◆ The problem ◆
Please copy out every line of the data word for word.

◆ Data for processing ◆

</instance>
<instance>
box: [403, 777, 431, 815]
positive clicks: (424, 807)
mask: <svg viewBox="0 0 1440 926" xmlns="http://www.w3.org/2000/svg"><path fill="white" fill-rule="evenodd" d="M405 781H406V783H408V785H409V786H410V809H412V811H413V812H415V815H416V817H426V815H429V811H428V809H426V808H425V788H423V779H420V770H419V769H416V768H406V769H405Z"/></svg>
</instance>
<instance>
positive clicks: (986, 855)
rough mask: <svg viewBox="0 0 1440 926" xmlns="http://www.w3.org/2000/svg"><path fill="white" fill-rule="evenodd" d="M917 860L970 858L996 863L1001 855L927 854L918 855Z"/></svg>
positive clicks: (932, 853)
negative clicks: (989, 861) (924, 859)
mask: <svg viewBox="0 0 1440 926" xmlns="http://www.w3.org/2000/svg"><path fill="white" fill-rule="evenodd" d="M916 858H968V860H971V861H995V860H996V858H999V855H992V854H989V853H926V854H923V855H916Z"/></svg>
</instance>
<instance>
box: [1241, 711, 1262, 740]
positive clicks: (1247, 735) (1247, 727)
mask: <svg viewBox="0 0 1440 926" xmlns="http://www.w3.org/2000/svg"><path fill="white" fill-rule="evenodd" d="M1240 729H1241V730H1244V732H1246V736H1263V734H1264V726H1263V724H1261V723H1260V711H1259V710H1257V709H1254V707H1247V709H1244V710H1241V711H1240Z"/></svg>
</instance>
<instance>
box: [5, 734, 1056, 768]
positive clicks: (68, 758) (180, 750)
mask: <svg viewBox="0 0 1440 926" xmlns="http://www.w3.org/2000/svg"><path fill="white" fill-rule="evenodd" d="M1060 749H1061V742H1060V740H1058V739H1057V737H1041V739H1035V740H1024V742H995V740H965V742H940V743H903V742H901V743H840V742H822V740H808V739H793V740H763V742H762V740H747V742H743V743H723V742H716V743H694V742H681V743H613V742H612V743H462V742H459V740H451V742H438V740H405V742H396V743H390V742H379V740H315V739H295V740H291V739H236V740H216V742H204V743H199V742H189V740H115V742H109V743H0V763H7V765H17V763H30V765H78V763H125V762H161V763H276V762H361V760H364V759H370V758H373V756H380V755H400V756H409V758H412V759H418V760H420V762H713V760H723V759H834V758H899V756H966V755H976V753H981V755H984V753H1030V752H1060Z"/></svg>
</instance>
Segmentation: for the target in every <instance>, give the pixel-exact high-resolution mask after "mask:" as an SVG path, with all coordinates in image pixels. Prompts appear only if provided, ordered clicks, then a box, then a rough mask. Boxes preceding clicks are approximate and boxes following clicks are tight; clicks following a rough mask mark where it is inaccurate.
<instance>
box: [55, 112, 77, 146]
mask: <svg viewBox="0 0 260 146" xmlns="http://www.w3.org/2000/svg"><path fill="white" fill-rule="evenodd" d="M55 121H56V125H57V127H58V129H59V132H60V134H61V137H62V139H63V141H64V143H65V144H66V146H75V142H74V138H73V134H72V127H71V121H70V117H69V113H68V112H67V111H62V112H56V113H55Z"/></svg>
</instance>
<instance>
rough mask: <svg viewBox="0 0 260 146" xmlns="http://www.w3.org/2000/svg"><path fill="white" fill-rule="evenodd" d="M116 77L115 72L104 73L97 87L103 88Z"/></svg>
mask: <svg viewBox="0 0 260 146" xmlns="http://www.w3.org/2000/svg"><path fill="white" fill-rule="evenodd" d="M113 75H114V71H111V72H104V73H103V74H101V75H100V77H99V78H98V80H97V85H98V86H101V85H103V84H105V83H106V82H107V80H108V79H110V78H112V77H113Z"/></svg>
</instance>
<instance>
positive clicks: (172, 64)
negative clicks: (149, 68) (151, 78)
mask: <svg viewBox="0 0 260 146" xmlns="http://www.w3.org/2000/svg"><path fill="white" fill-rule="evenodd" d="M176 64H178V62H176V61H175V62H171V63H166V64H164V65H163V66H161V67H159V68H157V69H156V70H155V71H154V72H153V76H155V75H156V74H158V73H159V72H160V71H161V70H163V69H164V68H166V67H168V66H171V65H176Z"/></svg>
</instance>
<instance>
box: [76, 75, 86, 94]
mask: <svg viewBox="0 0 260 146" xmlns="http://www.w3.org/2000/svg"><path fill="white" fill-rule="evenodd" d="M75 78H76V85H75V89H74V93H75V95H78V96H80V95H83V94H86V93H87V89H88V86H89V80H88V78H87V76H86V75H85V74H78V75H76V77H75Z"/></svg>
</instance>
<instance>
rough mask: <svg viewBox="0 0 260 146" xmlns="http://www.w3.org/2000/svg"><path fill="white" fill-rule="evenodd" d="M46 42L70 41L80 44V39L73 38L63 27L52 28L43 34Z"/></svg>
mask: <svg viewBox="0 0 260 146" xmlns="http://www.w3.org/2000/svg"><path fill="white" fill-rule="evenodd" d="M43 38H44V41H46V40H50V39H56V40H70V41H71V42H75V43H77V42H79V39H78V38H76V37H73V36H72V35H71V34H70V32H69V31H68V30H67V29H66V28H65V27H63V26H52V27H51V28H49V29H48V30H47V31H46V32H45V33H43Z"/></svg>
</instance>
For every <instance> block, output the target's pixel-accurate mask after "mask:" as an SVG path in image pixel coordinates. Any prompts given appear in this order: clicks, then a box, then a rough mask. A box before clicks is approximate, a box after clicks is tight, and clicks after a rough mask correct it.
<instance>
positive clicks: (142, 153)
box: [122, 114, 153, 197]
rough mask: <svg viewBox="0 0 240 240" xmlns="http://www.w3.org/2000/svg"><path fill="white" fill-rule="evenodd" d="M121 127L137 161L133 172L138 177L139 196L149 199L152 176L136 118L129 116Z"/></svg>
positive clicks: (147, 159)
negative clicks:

◆ Response to the task ◆
</instance>
<instance>
box: [403, 777, 431, 815]
positive clicks: (424, 807)
mask: <svg viewBox="0 0 1440 926" xmlns="http://www.w3.org/2000/svg"><path fill="white" fill-rule="evenodd" d="M405 781H406V783H408V785H409V786H410V809H412V811H413V812H415V815H416V817H426V815H429V811H428V809H426V808H425V788H423V779H420V770H419V769H416V768H406V769H405Z"/></svg>
</instance>
<instance>
positive clicks: (986, 855)
rough mask: <svg viewBox="0 0 1440 926" xmlns="http://www.w3.org/2000/svg"><path fill="white" fill-rule="evenodd" d="M917 860L970 858L996 863L1001 855L927 854L918 855Z"/></svg>
positive clicks: (932, 853)
negative clicks: (989, 861) (924, 859)
mask: <svg viewBox="0 0 1440 926" xmlns="http://www.w3.org/2000/svg"><path fill="white" fill-rule="evenodd" d="M916 858H968V860H971V861H995V860H996V858H999V855H992V854H989V853H926V854H923V855H916Z"/></svg>
</instance>
<instance>
box: [1241, 711, 1262, 740]
positive clicks: (1247, 735) (1247, 727)
mask: <svg viewBox="0 0 1440 926" xmlns="http://www.w3.org/2000/svg"><path fill="white" fill-rule="evenodd" d="M1240 729H1241V730H1244V732H1246V736H1263V734H1264V726H1263V724H1261V723H1260V711H1259V710H1257V709H1254V707H1247V709H1244V710H1241V711H1240Z"/></svg>
</instance>
<instance>
box: [5, 734, 1056, 768]
positive clicks: (68, 758) (180, 750)
mask: <svg viewBox="0 0 1440 926" xmlns="http://www.w3.org/2000/svg"><path fill="white" fill-rule="evenodd" d="M1060 749H1061V742H1060V740H1058V739H1057V737H1041V739H1035V740H1024V742H995V740H965V742H940V743H903V742H901V743H840V742H822V740H808V739H793V740H763V742H762V740H747V742H743V743H723V742H716V743H694V742H681V743H613V742H612V743H462V742H459V740H451V742H438V740H405V742H396V743H390V742H379V740H315V739H295V740H291V739H236V740H216V742H204V743H199V742H189V740H115V742H109V743H0V763H7V765H17V763H30V765H78V763H125V762H161V763H276V762H361V760H364V759H370V758H373V756H380V755H400V756H409V758H412V759H418V760H420V762H713V760H723V759H834V758H899V756H966V755H976V753H981V755H984V753H1030V752H1060Z"/></svg>
</instance>
Segmentation: for the target in every <instance>, give the pixel-exact high-resolution mask after "mask:" as an SVG path, with all coordinates in image pixels. Prompts appear only if provided, ordered clicks, then a box, then a rough mask. Boxes preceding clicks are approximate and boxes following clicks are tight; clicks following a rough mask mark where it is inaccurate.
<instance>
box: [55, 112, 77, 146]
mask: <svg viewBox="0 0 260 146" xmlns="http://www.w3.org/2000/svg"><path fill="white" fill-rule="evenodd" d="M55 121H56V125H57V127H58V129H59V132H60V134H61V137H62V139H63V141H64V143H65V144H66V146H75V142H74V138H73V134H72V127H71V121H70V117H69V113H68V112H67V111H62V112H56V113H55Z"/></svg>
</instance>
<instance>
rough mask: <svg viewBox="0 0 260 146" xmlns="http://www.w3.org/2000/svg"><path fill="white" fill-rule="evenodd" d="M116 77L115 72L104 73L97 87L103 88Z"/></svg>
mask: <svg viewBox="0 0 260 146" xmlns="http://www.w3.org/2000/svg"><path fill="white" fill-rule="evenodd" d="M113 75H114V71H111V72H104V73H103V74H101V75H100V77H99V78H98V80H97V85H98V86H101V85H103V84H105V83H106V82H107V80H108V79H110V78H112V77H113Z"/></svg>
</instance>
<instance>
positive clicks: (172, 64)
negative clicks: (149, 68) (151, 78)
mask: <svg viewBox="0 0 260 146" xmlns="http://www.w3.org/2000/svg"><path fill="white" fill-rule="evenodd" d="M176 64H178V62H176V61H175V62H171V63H166V64H164V65H163V66H161V67H159V68H157V69H156V70H155V71H154V72H153V76H155V75H156V74H158V73H159V72H160V71H161V70H163V69H164V68H166V67H168V66H171V65H176Z"/></svg>
</instance>
<instance>
box: [76, 75, 86, 94]
mask: <svg viewBox="0 0 260 146" xmlns="http://www.w3.org/2000/svg"><path fill="white" fill-rule="evenodd" d="M75 78H76V85H75V89H74V93H75V95H78V96H80V95H83V94H86V93H87V89H88V86H89V80H88V78H87V76H86V75H85V74H78V75H76V77H75Z"/></svg>
</instance>
<instance>
rough mask: <svg viewBox="0 0 260 146" xmlns="http://www.w3.org/2000/svg"><path fill="white" fill-rule="evenodd" d="M46 42L70 41L80 44V39L73 38L63 27L52 28L43 34Z"/></svg>
mask: <svg viewBox="0 0 260 146" xmlns="http://www.w3.org/2000/svg"><path fill="white" fill-rule="evenodd" d="M43 38H44V41H46V40H50V39H56V40H70V41H71V42H75V43H77V42H79V39H78V38H76V37H73V36H72V35H71V34H70V32H69V31H68V30H67V29H66V28H65V27H63V26H52V27H51V28H49V29H48V30H47V31H46V32H45V33H43Z"/></svg>
</instance>
For every <instance> block, output the target's pixel-accurate mask after "mask:" as an SVG path in image pixel coordinates. Any prompts given appear in this order: clicks, then a box, then a rough mask. A box before clicks is approximate, a box after clicks is tight, and clicks after a rough mask correct it.
<instance>
positive clicks: (142, 153)
box: [122, 114, 153, 197]
rough mask: <svg viewBox="0 0 240 240" xmlns="http://www.w3.org/2000/svg"><path fill="white" fill-rule="evenodd" d="M121 127L137 161L133 172L138 177L139 196L149 199L152 176L136 118L129 116Z"/></svg>
positive clicks: (147, 159)
negative clicks:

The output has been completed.